▶ _TASK REQUIREMENTS_: Repeat the full listing that follows, word for word.

▶ _RECORDS PROVIDED_:
________________
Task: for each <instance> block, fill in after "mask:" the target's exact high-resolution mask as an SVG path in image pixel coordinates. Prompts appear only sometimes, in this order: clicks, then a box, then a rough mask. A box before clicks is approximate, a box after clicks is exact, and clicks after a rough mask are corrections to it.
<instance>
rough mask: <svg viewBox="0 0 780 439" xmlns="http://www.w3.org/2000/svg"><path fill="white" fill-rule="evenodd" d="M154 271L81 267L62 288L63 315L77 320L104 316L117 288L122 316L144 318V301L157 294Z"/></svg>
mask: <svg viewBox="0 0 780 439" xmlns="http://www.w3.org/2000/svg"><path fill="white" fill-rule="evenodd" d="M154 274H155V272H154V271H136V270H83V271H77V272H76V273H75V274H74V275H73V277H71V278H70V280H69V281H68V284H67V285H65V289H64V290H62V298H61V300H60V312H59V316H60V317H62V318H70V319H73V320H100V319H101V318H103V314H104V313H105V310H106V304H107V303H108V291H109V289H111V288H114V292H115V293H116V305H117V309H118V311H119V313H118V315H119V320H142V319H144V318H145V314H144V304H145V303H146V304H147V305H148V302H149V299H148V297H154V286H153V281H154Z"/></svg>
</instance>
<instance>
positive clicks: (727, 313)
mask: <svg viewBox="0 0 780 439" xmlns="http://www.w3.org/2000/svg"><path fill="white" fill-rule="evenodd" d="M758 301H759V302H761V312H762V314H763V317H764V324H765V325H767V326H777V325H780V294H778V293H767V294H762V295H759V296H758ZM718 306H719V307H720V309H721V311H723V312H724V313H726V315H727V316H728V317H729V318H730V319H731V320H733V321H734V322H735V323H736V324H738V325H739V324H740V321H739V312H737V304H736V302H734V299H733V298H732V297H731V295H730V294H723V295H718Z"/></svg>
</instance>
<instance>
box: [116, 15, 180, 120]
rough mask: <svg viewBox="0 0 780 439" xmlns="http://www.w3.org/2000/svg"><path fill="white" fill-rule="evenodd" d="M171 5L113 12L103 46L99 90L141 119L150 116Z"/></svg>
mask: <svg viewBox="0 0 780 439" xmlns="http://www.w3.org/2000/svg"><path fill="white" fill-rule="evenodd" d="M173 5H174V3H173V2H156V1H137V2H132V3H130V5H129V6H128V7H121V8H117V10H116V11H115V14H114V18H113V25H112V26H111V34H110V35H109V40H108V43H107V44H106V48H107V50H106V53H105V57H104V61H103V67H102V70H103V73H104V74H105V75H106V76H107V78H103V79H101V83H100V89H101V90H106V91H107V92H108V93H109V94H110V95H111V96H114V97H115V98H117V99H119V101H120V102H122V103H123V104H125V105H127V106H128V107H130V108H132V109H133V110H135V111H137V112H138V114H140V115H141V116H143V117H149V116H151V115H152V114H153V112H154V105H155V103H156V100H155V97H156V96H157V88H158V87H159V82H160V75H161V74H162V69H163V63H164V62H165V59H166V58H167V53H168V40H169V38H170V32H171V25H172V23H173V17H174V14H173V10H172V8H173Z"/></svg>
________________
▶ _YOUR SOLUTION_:
Task: for each <instance> block, fill in after "mask:" the target's exact high-resolution mask as an SVG path in image pixel coordinates. Prompts appear only sometimes, in this order: clicks, then a box, then a rough mask. A box before clicks is approximate, a box after clicks is exact, and clicks after a rough mask are corrections to it.
<instance>
rough mask: <svg viewBox="0 0 780 439" xmlns="http://www.w3.org/2000/svg"><path fill="white" fill-rule="evenodd" d="M154 271L81 267L62 288L63 315L77 320L104 316L117 288L122 316L144 318V301L157 294Z"/></svg>
mask: <svg viewBox="0 0 780 439" xmlns="http://www.w3.org/2000/svg"><path fill="white" fill-rule="evenodd" d="M154 274H155V272H154V271H136V270H83V271H77V272H76V273H75V274H74V275H73V277H71V278H70V280H69V281H68V284H67V285H65V289H64V290H62V298H61V300H60V312H59V316H60V317H62V318H70V319H73V320H100V319H101V318H103V314H104V313H105V310H106V304H107V303H108V291H109V289H111V288H114V292H115V293H116V305H117V309H118V311H119V313H118V315H119V320H142V319H144V318H145V314H144V304H145V303H146V304H147V305H148V302H149V299H148V297H154V286H153V281H154Z"/></svg>
</instance>
<instance>
positive clicks: (727, 313)
mask: <svg viewBox="0 0 780 439" xmlns="http://www.w3.org/2000/svg"><path fill="white" fill-rule="evenodd" d="M758 301H759V302H761V312H762V314H763V317H764V324H765V325H767V326H777V325H780V294H778V293H767V294H762V295H759V296H758ZM718 306H719V307H720V309H721V311H723V312H724V313H726V315H727V316H728V317H729V318H730V319H731V320H733V321H734V322H735V323H736V324H738V325H739V324H740V321H739V312H737V304H736V302H734V299H733V298H732V297H731V295H730V294H723V295H718Z"/></svg>
</instance>
<instance>
box: [116, 15, 180, 120]
rough mask: <svg viewBox="0 0 780 439" xmlns="http://www.w3.org/2000/svg"><path fill="white" fill-rule="evenodd" d="M171 5L113 12L103 46L99 90L141 119L150 116Z"/></svg>
mask: <svg viewBox="0 0 780 439" xmlns="http://www.w3.org/2000/svg"><path fill="white" fill-rule="evenodd" d="M173 5H174V3H173V2H156V1H137V2H132V3H130V5H129V6H128V7H121V8H117V10H116V11H115V14H114V18H113V25H112V26H111V34H110V35H109V40H108V43H107V44H106V48H107V50H106V53H105V57H104V61H103V67H102V70H103V73H104V74H105V75H106V76H107V78H103V79H101V83H100V89H101V90H106V91H107V92H108V93H109V94H110V95H111V96H114V97H115V98H117V99H119V101H120V102H122V103H123V104H125V105H127V106H128V107H130V108H132V109H133V110H135V111H137V112H138V114H140V115H141V116H143V117H149V116H151V115H152V114H153V112H154V105H155V103H156V100H155V97H156V96H157V88H158V87H159V82H160V75H161V74H162V69H163V63H164V62H165V59H166V58H167V53H168V40H169V38H170V32H171V25H172V23H173V17H174V14H173V10H172V8H173Z"/></svg>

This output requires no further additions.